Aim of the task = Count the lines in the records below that contain the string "handbag", treating uppercase and lowercase as distinct, and give only the number.

Dataset items =

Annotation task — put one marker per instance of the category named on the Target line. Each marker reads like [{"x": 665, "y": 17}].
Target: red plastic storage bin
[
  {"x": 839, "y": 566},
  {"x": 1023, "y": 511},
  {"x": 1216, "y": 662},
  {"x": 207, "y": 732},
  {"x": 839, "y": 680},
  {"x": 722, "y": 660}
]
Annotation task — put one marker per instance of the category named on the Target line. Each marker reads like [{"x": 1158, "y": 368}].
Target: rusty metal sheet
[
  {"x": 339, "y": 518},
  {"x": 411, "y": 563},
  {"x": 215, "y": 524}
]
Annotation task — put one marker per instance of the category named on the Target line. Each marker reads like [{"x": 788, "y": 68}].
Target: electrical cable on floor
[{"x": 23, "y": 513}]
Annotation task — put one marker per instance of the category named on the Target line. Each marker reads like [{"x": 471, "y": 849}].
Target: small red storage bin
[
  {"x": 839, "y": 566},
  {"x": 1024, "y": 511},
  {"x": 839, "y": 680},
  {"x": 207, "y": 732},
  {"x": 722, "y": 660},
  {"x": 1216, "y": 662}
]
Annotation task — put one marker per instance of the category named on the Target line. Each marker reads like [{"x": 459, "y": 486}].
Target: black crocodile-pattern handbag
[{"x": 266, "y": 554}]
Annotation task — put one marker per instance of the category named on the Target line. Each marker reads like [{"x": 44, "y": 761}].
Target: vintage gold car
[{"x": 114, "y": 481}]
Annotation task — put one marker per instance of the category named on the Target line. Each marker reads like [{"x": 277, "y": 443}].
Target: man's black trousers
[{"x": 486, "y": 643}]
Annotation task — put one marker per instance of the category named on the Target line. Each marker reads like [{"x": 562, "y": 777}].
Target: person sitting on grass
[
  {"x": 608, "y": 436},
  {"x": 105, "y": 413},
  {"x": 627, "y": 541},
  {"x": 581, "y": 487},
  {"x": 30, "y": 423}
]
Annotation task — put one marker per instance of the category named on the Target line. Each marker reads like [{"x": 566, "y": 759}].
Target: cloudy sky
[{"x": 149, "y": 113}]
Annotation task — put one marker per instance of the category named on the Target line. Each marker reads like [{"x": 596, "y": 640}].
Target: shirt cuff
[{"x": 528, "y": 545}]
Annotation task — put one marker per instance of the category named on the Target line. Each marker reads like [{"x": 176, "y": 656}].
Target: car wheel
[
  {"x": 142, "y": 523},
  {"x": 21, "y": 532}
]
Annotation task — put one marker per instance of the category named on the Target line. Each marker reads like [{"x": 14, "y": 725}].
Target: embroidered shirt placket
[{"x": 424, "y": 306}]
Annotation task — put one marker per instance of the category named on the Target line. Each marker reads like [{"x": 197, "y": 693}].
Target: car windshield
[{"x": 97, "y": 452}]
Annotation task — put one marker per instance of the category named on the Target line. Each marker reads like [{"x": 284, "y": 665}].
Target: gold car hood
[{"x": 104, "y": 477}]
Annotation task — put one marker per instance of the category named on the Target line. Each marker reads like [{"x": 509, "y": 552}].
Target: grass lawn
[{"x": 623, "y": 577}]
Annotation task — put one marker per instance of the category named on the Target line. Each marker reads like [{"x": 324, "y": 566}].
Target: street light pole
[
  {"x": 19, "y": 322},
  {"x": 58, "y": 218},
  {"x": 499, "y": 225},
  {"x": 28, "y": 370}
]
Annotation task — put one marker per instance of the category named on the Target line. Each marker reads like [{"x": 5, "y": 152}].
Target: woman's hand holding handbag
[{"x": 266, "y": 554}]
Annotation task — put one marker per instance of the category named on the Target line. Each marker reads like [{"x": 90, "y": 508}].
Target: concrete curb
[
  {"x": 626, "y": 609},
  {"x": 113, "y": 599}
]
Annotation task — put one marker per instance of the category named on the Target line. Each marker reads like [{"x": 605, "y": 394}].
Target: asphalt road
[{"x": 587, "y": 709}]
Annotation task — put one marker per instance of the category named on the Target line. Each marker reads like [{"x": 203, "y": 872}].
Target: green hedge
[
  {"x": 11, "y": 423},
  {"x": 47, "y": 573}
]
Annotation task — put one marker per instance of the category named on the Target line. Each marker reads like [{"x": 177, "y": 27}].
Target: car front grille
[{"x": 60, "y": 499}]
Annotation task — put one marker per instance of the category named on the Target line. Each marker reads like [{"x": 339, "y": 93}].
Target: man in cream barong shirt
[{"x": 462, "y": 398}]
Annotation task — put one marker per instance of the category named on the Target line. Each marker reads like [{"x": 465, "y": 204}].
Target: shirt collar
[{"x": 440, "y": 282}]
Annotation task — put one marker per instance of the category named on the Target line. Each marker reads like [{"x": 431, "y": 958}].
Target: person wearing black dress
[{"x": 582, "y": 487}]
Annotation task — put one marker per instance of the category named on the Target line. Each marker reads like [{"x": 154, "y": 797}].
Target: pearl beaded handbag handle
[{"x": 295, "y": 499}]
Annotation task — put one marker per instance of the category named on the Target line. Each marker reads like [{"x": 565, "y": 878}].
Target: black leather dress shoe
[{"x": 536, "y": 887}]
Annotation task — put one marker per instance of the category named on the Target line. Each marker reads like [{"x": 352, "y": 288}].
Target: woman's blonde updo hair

The result = 3